Detection examples

++++

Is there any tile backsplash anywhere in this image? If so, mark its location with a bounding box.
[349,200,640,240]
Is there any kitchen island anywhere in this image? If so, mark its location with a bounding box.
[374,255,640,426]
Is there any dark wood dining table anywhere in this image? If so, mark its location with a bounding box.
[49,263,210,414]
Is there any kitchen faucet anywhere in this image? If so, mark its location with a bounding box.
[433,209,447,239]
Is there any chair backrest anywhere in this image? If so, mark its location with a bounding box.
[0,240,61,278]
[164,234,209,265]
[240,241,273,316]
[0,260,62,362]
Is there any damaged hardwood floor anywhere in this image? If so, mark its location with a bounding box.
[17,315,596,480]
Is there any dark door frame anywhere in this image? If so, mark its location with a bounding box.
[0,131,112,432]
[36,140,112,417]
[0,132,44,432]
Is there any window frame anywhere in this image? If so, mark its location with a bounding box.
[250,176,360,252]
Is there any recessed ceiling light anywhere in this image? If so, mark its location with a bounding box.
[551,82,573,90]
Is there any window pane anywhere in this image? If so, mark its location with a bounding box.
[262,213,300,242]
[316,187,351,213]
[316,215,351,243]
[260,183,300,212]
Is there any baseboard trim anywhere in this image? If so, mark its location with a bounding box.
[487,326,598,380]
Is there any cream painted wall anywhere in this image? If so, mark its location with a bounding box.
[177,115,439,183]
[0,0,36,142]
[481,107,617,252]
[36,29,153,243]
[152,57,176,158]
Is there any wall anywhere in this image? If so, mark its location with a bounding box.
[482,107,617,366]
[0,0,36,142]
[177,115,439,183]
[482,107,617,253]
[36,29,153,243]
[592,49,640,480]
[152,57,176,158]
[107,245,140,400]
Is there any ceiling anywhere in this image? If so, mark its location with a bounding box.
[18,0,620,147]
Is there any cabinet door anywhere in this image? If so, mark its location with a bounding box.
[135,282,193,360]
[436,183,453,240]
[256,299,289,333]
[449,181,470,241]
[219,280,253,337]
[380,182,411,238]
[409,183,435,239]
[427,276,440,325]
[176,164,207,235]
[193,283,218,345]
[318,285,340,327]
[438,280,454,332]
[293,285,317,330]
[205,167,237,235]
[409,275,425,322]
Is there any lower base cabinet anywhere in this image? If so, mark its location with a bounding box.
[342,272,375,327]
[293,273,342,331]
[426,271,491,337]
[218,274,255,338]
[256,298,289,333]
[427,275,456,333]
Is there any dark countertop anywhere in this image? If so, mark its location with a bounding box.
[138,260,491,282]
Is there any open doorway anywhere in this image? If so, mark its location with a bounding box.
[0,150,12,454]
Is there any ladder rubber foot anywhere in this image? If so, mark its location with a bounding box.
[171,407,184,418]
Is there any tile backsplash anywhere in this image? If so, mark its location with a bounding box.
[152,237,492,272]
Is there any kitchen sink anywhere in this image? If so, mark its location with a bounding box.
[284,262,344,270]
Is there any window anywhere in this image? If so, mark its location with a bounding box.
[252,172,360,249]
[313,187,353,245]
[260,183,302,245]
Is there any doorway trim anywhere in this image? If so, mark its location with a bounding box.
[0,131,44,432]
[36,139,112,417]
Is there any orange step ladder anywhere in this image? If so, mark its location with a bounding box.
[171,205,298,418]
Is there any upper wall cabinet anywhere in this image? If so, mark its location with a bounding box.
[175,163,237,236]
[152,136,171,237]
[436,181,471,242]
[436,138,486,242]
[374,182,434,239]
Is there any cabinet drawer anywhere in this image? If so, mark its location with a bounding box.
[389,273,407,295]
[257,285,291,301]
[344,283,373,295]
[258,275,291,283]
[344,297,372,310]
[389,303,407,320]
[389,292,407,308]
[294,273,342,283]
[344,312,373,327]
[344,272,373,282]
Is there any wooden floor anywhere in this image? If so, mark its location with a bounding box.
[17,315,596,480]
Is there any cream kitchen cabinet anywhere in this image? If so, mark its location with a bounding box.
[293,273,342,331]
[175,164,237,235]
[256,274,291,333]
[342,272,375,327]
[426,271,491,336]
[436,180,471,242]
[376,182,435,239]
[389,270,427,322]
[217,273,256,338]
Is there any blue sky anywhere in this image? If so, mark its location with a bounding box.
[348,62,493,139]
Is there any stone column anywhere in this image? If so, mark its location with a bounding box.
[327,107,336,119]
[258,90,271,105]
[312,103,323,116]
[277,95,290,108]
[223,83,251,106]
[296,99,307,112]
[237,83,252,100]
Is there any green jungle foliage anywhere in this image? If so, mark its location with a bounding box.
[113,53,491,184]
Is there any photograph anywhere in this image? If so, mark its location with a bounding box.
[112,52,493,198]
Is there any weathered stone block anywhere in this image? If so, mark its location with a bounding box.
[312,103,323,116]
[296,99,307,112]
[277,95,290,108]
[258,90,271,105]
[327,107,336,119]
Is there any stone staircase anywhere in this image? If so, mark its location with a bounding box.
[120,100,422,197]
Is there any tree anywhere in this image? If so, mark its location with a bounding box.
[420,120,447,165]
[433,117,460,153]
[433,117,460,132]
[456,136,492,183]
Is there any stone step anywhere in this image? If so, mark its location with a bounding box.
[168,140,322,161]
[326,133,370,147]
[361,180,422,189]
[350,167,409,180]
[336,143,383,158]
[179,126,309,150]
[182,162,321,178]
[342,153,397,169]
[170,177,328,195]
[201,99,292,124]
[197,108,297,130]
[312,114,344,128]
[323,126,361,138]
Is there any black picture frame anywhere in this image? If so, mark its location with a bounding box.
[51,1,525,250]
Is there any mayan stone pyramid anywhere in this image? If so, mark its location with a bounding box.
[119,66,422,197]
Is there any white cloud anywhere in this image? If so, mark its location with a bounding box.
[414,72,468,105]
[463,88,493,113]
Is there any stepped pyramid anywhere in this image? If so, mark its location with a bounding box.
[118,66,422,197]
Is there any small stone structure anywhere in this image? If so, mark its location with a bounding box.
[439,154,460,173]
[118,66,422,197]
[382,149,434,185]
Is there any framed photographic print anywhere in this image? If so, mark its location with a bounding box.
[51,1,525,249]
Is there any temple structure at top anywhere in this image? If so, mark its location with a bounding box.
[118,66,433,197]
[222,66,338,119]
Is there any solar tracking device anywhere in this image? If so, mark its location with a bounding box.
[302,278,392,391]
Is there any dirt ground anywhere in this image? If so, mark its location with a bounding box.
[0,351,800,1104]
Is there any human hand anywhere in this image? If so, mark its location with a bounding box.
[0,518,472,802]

++++

> **TASK INSTRUCTIONS**:
Select and copy each line in the records above that contains the string "ladder". Match case.

> **SOLUTION TO THIS EXERCISE**:
Is there any ladder rubber foot anywhere in this image? If so, mark its location with a bounding box.
Is there any orange step ladder anywhere in this image? If so, mark its location with a bounding box.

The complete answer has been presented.